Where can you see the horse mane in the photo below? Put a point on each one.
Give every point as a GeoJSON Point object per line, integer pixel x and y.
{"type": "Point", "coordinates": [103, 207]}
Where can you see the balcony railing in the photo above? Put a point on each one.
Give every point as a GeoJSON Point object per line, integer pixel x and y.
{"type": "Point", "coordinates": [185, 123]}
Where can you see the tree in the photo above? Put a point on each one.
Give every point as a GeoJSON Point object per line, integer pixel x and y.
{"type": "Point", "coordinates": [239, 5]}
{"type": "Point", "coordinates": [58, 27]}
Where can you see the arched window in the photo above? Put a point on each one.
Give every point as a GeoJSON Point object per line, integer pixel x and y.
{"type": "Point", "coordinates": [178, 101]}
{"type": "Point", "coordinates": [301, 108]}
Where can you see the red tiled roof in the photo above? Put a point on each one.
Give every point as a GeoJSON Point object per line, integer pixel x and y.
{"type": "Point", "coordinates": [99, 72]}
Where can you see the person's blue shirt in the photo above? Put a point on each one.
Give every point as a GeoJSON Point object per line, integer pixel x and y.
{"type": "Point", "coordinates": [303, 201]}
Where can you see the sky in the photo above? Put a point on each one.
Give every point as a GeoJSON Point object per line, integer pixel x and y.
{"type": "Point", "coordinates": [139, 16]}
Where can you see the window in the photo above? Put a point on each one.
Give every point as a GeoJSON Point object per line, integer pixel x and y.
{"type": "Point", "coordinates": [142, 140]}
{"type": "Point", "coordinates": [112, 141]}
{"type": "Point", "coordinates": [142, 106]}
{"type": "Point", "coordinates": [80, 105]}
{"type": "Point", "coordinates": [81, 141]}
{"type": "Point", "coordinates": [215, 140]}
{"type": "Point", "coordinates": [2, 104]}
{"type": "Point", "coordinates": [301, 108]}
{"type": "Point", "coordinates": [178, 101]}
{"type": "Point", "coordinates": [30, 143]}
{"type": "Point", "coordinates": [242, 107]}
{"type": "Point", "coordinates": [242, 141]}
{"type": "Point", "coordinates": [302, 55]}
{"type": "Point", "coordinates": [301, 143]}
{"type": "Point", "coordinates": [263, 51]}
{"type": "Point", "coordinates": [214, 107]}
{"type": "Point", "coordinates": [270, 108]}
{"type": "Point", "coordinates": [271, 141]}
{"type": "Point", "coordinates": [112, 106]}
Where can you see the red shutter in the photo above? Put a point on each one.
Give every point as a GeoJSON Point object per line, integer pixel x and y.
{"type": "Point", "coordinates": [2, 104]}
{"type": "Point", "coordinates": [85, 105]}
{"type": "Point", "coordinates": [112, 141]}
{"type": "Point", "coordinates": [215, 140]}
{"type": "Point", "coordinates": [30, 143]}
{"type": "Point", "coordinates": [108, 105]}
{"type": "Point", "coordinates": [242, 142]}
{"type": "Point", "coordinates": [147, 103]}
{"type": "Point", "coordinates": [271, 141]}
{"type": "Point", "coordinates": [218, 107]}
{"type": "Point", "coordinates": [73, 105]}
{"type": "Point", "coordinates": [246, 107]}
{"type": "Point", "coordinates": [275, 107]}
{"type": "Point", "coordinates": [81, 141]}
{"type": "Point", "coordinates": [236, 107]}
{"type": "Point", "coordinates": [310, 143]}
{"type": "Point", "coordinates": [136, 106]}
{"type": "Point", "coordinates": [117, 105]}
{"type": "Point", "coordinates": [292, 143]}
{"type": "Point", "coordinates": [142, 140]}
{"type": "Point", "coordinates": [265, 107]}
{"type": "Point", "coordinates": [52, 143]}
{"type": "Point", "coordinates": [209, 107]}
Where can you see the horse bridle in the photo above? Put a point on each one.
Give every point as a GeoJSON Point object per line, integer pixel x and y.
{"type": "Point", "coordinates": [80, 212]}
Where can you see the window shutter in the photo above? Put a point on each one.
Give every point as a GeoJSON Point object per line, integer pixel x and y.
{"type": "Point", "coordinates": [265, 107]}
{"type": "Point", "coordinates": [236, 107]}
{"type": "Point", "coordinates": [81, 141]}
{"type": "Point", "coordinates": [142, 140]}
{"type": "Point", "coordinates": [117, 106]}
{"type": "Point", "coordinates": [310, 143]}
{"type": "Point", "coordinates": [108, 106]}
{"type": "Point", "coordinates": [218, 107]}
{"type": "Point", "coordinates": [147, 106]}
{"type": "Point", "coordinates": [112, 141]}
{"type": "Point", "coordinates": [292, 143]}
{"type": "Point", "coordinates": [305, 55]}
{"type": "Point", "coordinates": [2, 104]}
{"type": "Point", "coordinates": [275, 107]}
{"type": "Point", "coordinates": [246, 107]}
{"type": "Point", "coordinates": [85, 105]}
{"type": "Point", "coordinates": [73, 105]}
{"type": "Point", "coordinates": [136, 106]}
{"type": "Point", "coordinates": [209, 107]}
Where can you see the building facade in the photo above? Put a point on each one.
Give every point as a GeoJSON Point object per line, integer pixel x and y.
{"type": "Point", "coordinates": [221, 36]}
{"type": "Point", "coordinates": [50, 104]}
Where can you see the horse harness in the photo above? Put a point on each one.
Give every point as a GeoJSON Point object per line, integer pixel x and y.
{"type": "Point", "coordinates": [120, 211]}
##############################
| Your instructions |
Rewrite the listing above as a JSON array of strings, one string per line, with any blank lines left out.

| Answer to the task |
[
  "Where can you see the horse mane in the photo below? Put a point on each one.",
  "Give every point as a GeoJSON Point object per line, integer pixel x and y.",
  "{\"type\": \"Point\", \"coordinates\": [103, 207]}",
  "Where can you see the balcony railing in the photo above? Put a point on each one.",
  "Give every point as a GeoJSON Point object per line, integer pixel x and y.",
  "{\"type\": \"Point\", \"coordinates\": [185, 123]}",
  "Where can you see the tree in the photo above? Put a point on each one.",
  "Give every point as a GeoJSON Point object per line, integer pixel x and y.",
  "{\"type\": \"Point\", \"coordinates\": [239, 5]}",
  "{\"type\": \"Point\", \"coordinates\": [58, 27]}",
  "Where can you see the arched window in the photo above? Put a point on each one.",
  "Give every point as a GeoJSON Point object per line, integer pixel x and y.",
  "{\"type\": \"Point\", \"coordinates\": [178, 101]}",
  "{\"type\": \"Point\", \"coordinates\": [301, 108]}",
  "Where can you see the red tiled roof in the photo above? Put a point on each one.",
  "Give every point as a GeoJSON Point object per line, integer pixel x and y.",
  "{\"type\": \"Point\", \"coordinates\": [99, 72]}",
  "Where can you see the person's blue shirt in the photo above? Put a point on each one.",
  "Give every point as a GeoJSON Point object per line, integer pixel x and y.",
  "{\"type\": \"Point\", \"coordinates\": [303, 201]}",
  "Where can you see the sky in the photo above? Put a point on each one.",
  "Give every point as a GeoJSON Point object per line, integer pixel x and y.",
  "{\"type\": \"Point\", \"coordinates\": [139, 16]}",
  "Where can you see the window in the photo above? Put a point on each one.",
  "Give every point as a GeoJSON Point object per line, integer pixel x and y.",
  "{\"type\": \"Point\", \"coordinates\": [142, 140]}",
  "{\"type\": \"Point\", \"coordinates\": [112, 141]}",
  "{\"type\": \"Point\", \"coordinates\": [142, 106]}",
  "{\"type\": \"Point\", \"coordinates\": [80, 105]}",
  "{\"type\": \"Point\", \"coordinates\": [81, 141]}",
  "{\"type\": \"Point\", \"coordinates\": [215, 140]}",
  "{\"type\": \"Point\", \"coordinates\": [2, 104]}",
  "{\"type\": \"Point\", \"coordinates\": [301, 108]}",
  "{\"type\": \"Point\", \"coordinates\": [178, 101]}",
  "{\"type\": \"Point\", \"coordinates\": [30, 143]}",
  "{\"type\": \"Point\", \"coordinates\": [242, 107]}",
  "{\"type\": \"Point\", \"coordinates\": [242, 141]}",
  "{\"type\": \"Point\", \"coordinates\": [302, 55]}",
  "{\"type\": \"Point\", \"coordinates\": [301, 143]}",
  "{\"type\": \"Point\", \"coordinates\": [263, 51]}",
  "{\"type\": \"Point\", \"coordinates\": [214, 107]}",
  "{\"type\": \"Point\", \"coordinates\": [270, 108]}",
  "{\"type\": \"Point\", \"coordinates\": [271, 141]}",
  "{\"type\": \"Point\", \"coordinates\": [112, 106]}",
  "Where can you see the red shutter in the photo above? Put a point on each one.",
  "Give every point as a GeoJSON Point object per line, integer pixel x and y.",
  "{\"type\": \"Point\", \"coordinates\": [2, 104]}",
  "{\"type\": \"Point\", \"coordinates\": [85, 105]}",
  "{\"type\": \"Point\", \"coordinates\": [112, 141]}",
  "{\"type\": \"Point\", \"coordinates\": [215, 140]}",
  "{\"type\": \"Point\", \"coordinates\": [30, 143]}",
  "{\"type\": \"Point\", \"coordinates\": [108, 105]}",
  "{\"type\": \"Point\", \"coordinates\": [242, 142]}",
  "{\"type\": \"Point\", \"coordinates\": [147, 103]}",
  "{\"type\": \"Point\", \"coordinates\": [271, 141]}",
  "{\"type\": \"Point\", \"coordinates\": [218, 107]}",
  "{\"type\": \"Point\", \"coordinates\": [73, 105]}",
  "{\"type\": \"Point\", \"coordinates\": [246, 107]}",
  "{\"type\": \"Point\", \"coordinates\": [275, 107]}",
  "{\"type\": \"Point\", \"coordinates\": [81, 141]}",
  "{\"type\": \"Point\", \"coordinates\": [236, 107]}",
  "{\"type\": \"Point\", \"coordinates\": [310, 143]}",
  "{\"type\": \"Point\", \"coordinates\": [136, 106]}",
  "{\"type\": \"Point\", \"coordinates\": [117, 105]}",
  "{\"type\": \"Point\", \"coordinates\": [292, 143]}",
  "{\"type\": \"Point\", \"coordinates\": [142, 140]}",
  "{\"type\": \"Point\", \"coordinates\": [265, 107]}",
  "{\"type\": \"Point\", \"coordinates\": [52, 143]}",
  "{\"type\": \"Point\", \"coordinates\": [209, 107]}",
  "Where can you see the horse bridle in the photo above? Put a point on each one.",
  "Give every point as a GeoJSON Point object per line, integer pixel x and y.",
  "{\"type\": \"Point\", \"coordinates\": [80, 212]}",
  "Where can you see the window shutter in the photo above? Put a point on each one.",
  "Give every point as a GeoJSON Point object per line, integer pixel x and y.",
  "{\"type\": \"Point\", \"coordinates\": [265, 107]}",
  "{\"type\": \"Point\", \"coordinates\": [236, 107]}",
  "{\"type\": \"Point\", \"coordinates\": [81, 141]}",
  "{\"type\": \"Point\", \"coordinates\": [142, 140]}",
  "{\"type\": \"Point\", \"coordinates\": [117, 106]}",
  "{\"type\": \"Point\", \"coordinates\": [310, 143]}",
  "{\"type\": \"Point\", \"coordinates\": [108, 106]}",
  "{\"type\": \"Point\", \"coordinates\": [218, 107]}",
  "{\"type\": \"Point\", \"coordinates\": [147, 106]}",
  "{\"type\": \"Point\", \"coordinates\": [112, 141]}",
  "{\"type\": \"Point\", \"coordinates\": [292, 143]}",
  "{\"type\": \"Point\", \"coordinates\": [305, 55]}",
  "{\"type\": \"Point\", \"coordinates\": [2, 104]}",
  "{\"type\": \"Point\", \"coordinates\": [275, 107]}",
  "{\"type\": \"Point\", \"coordinates\": [246, 107]}",
  "{\"type\": \"Point\", \"coordinates\": [85, 105]}",
  "{\"type\": \"Point\", \"coordinates\": [73, 105]}",
  "{\"type\": \"Point\", \"coordinates\": [136, 106]}",
  "{\"type\": \"Point\", \"coordinates\": [209, 107]}",
  "Where can you see the building facade in the photo above? Put a point on each one.",
  "Give every point as a GeoJSON Point object per line, integer pixel x and y.",
  "{\"type\": \"Point\", \"coordinates\": [221, 36]}",
  "{\"type\": \"Point\", \"coordinates\": [50, 104]}",
  "Where can you see the horse harness in the photo above? Put a point on each one.",
  "Give every point as a GeoJSON Point object per line, integer pixel x and y.",
  "{\"type\": \"Point\", \"coordinates\": [120, 211]}"
]